Can you pick up the review of Blank and Osofsky's The Inequity of Informal Guidance below, not the data after it, and continue it from its last sentence?

_Document text_:
━━━━━━━━━━

Friday, September 3, 2021
Weekly SSRN Tax Article Review And Roundup: Speck Reviews The Inequity Of Informal Guidance By Blank & Osofsky
This week, Sloan Speck (Colorado; Google Scholar) reviews a new work by Joshua Blank (UC-Irvine; Google Scholar) and Leigh Osofsky (North Carolina; Google Scholar), The Inequity of Informal Guidance, 75 Vand. L. Rev. __ (2022).
In The Inequity of Informal Guidance, Josh Blank and Leigh Osofsky recontextualize the IRS’s use of informal guidance as a social justice issue. Adding to the substantial literature on subregulatory guidance in tax law—as well as their own deeply researched work on simplexity, automated legal guidance, and the tax legislative process—Blank and Osofsky highlight the systemic inequities and access to justice issues created by what they describe as a “two-tiered system of [tax] law.” Through agents such as tax attorneys and other advisors, certain groups benefit from planning and structuring mediated by traditional bodies of formal authorities, which offer robust protections should any controversy arise. Others are left with informal guidance: IRS publications, FAQs, and online widgets that often provide a misleading gloss of the real stuff and always give limited support in audit or litigation. To remedy this systemic inequity, Blank and Osofsky propose a slate of reforms addressing the treatment of both formal and informal law.
Blank and Osofsky generally characterize formal law as the purview of the advantaged, with the historically marginalized pushed or relegated to reliance on informal law (or, perhaps, “law,” depending on one’s positivist priors). These are the two tiers present in tax law, and they both reflect and complicate other dichotomies of substance, application, and enforcement in criminal law, immigration law, and elsewhere. Bringing the formal-informal dynamic to bear on structural inequities is heady work, and Blank and Osofsky’s project, alongside longstanding work by Dorothy Brown and many others, provides an excellent platform for future lines of inquiry. Not only do race, class, and gender deserve renewed emphasis in tax policy; tax policy also warrants more airtime in conversations about structural and systemic discrimination.

━━━━━━━━━━

_Data section_:
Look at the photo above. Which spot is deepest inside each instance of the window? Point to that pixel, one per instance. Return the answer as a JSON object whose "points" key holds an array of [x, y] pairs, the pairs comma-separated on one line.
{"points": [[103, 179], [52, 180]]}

━━━━━━━━━━

_Task answer_:
When talking about tiers and structural inequity, however, there may be something of an ouroboros effect for informal guidance. While certain informal guidance truly disadvantages taxpayers along predictable demographic lines, other informal practices reinforce and expand the power conferred by access to expert interpretations of formal law. I’m thinking of “no names” phone calls to high-ranking officials at the IRS, or the “revolving door” between Treasury and elite private practice. One could go further: some highly bespoke, tightly negotiated private letter ruling processes have a flavor of informal law. The subject taxpayer buys comfort that derives from both the narrow strictures of the ruling’s text (which the taxpayer’s advisors may have drafted) and a broader sense of “blessing” conferred by engagement and conversation with the IRS. One could call this blending of formal and informal guidance a third tier of tax law, available only to a hyper-exclusive set of taxpayers and with its own challenges for equity and justice.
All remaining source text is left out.